Entries from a pointing dataset:
____

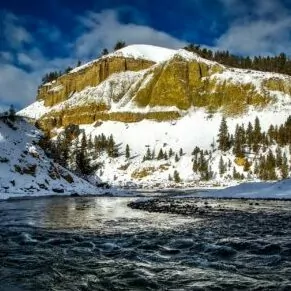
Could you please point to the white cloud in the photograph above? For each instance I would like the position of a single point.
(14, 33)
(262, 27)
(17, 86)
(261, 36)
(100, 30)
(104, 29)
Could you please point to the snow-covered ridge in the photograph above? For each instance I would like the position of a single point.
(150, 53)
(145, 52)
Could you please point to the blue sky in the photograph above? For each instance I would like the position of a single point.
(37, 37)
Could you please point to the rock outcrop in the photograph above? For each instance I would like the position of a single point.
(129, 89)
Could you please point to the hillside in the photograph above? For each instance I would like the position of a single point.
(27, 171)
(152, 99)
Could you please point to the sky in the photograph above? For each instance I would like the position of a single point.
(37, 37)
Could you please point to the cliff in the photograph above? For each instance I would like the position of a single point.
(144, 82)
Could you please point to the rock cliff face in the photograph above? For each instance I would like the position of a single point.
(61, 89)
(129, 88)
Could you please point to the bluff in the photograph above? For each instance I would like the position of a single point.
(145, 82)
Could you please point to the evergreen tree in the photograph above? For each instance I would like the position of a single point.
(221, 166)
(165, 156)
(82, 159)
(247, 165)
(257, 135)
(148, 155)
(119, 45)
(249, 135)
(181, 152)
(104, 52)
(127, 152)
(223, 136)
(284, 169)
(160, 155)
(279, 157)
(177, 178)
(153, 156)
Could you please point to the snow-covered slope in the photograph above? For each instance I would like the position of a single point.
(25, 170)
(172, 76)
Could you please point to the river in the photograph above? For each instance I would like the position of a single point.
(98, 243)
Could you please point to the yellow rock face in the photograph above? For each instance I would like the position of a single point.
(92, 75)
(177, 83)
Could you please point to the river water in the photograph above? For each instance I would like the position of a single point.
(91, 243)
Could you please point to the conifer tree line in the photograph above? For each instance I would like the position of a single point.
(252, 141)
(80, 153)
(51, 76)
(150, 155)
(279, 64)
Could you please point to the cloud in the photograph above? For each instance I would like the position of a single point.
(23, 61)
(102, 30)
(17, 86)
(261, 27)
(14, 33)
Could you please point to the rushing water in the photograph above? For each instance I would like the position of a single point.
(101, 244)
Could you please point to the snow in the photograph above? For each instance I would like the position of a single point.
(18, 148)
(196, 127)
(146, 52)
(150, 53)
(34, 110)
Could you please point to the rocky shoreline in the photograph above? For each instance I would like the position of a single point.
(211, 207)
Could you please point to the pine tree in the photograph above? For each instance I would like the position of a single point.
(181, 152)
(223, 136)
(153, 156)
(257, 135)
(165, 156)
(82, 159)
(104, 52)
(249, 135)
(221, 166)
(160, 155)
(148, 155)
(119, 45)
(177, 178)
(279, 157)
(284, 169)
(247, 165)
(127, 152)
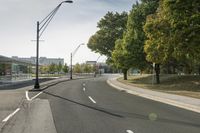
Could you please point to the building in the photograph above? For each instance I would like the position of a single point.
(43, 61)
(13, 70)
(91, 62)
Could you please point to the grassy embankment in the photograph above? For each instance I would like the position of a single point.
(187, 85)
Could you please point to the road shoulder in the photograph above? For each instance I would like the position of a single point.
(34, 117)
(184, 102)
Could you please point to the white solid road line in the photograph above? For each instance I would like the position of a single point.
(12, 114)
(129, 131)
(29, 99)
(92, 99)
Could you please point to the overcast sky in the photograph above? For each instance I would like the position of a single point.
(72, 25)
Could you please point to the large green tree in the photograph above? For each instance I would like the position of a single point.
(120, 58)
(135, 37)
(173, 33)
(111, 28)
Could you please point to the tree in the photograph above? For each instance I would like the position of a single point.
(135, 37)
(52, 68)
(59, 67)
(44, 69)
(120, 57)
(173, 32)
(87, 68)
(111, 28)
(77, 68)
(65, 68)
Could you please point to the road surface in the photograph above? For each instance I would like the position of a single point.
(92, 106)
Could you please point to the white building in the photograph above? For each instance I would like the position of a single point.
(42, 60)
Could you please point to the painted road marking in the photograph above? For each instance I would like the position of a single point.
(30, 99)
(12, 114)
(129, 131)
(92, 99)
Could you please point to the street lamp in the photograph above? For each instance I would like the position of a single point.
(71, 55)
(96, 66)
(41, 26)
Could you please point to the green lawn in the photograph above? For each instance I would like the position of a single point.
(188, 85)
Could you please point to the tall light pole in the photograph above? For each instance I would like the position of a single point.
(96, 66)
(41, 26)
(71, 56)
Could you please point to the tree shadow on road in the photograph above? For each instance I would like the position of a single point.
(121, 114)
(84, 105)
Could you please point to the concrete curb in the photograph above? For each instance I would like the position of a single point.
(34, 117)
(157, 98)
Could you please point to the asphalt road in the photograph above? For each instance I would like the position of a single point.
(92, 106)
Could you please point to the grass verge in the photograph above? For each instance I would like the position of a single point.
(186, 85)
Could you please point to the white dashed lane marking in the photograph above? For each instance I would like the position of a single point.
(92, 99)
(129, 131)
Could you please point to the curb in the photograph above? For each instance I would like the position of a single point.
(157, 98)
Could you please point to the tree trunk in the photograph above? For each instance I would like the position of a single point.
(157, 70)
(125, 73)
(199, 70)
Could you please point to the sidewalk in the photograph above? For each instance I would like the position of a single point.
(184, 102)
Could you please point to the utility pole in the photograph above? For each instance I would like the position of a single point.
(37, 86)
(71, 66)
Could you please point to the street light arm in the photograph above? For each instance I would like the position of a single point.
(45, 22)
(50, 14)
(73, 53)
(49, 17)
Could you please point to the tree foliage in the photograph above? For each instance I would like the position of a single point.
(111, 28)
(135, 37)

____

◆ **INSTRUCTIONS FOR THE TASK**:
Put the lines of the listing above into a Markdown table with the columns Row and Line, starting at the line that contains "Could you please point to the street light" and continuing through the final line. Leave out any blank lines.

◆ **THE ANSWER**:
| Row | Line |
|---|---|
| 1 | Could you please point to the street light arm in the photograph above? For each instance I would like the position of a single point. |
| 2 | (45, 22) |
| 3 | (50, 14) |
| 4 | (73, 53) |
| 5 | (49, 17) |
| 6 | Could you please point to the tree foliage in the photograph above? For each instance I would like the position of a single point. |
| 7 | (111, 28) |
| 8 | (135, 37) |